Extracted information =
========================================================================
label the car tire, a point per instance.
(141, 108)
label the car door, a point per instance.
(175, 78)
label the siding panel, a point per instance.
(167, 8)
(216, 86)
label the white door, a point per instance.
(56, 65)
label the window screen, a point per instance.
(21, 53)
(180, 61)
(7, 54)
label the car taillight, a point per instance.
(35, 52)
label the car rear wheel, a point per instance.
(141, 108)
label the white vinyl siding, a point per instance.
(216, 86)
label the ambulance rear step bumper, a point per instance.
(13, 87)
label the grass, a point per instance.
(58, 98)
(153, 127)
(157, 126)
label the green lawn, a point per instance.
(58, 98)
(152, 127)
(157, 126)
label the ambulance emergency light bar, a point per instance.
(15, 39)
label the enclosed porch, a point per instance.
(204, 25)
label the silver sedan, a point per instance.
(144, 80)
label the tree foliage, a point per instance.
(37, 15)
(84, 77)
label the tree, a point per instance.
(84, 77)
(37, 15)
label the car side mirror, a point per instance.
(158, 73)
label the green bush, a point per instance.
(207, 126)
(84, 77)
========================================================================
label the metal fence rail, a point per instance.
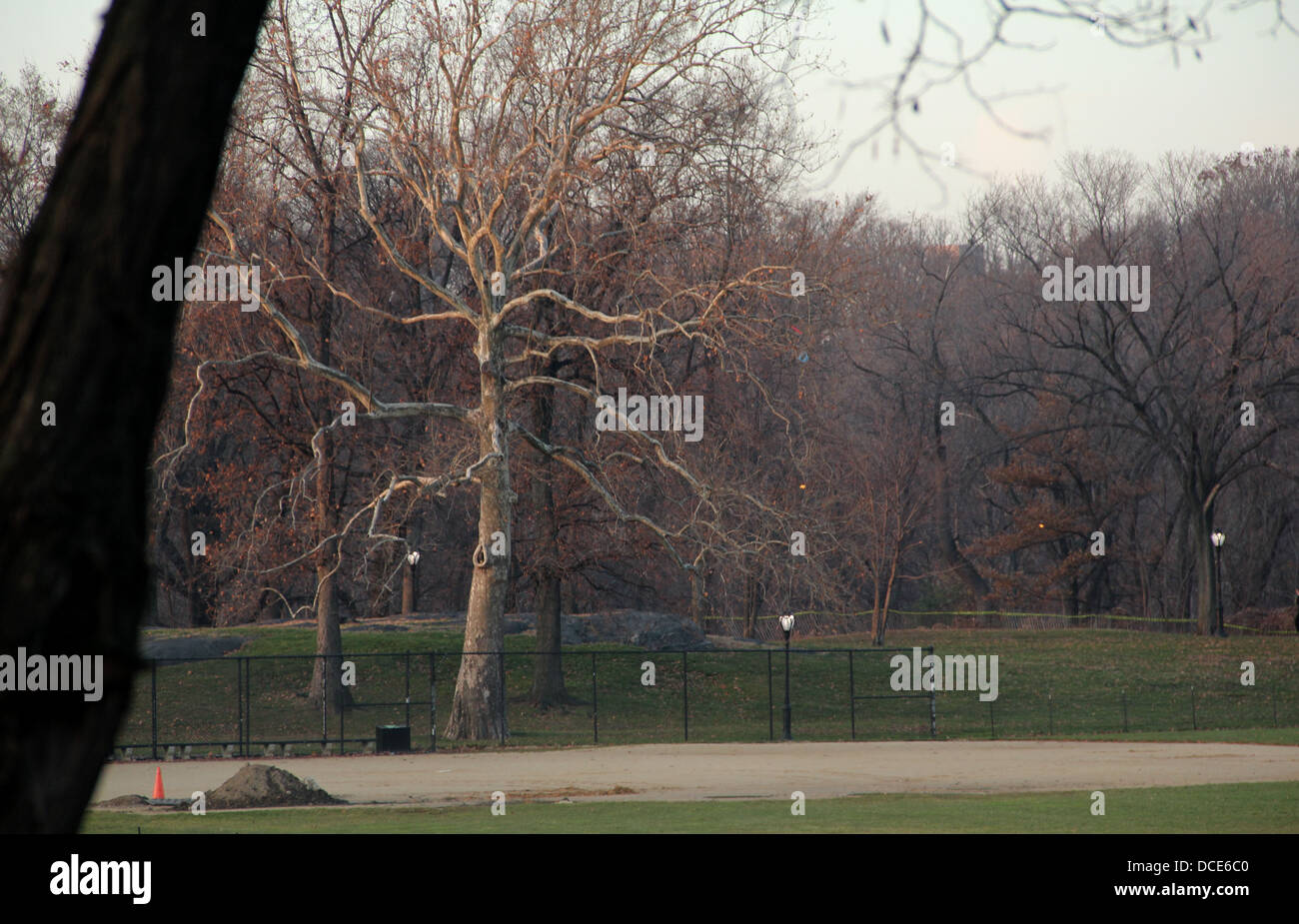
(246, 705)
========================================================================
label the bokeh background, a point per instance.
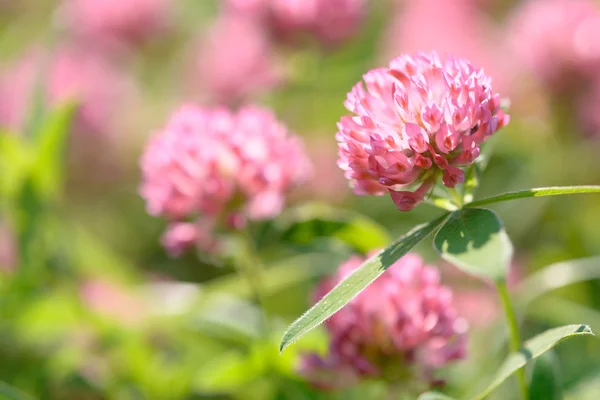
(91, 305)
========================================================================
Filter the rows above, keeping every row that contains the string "siding" with matching case.

Final result =
label the siding panel, a point per instance.
label the white vinyl siding, a point per instance.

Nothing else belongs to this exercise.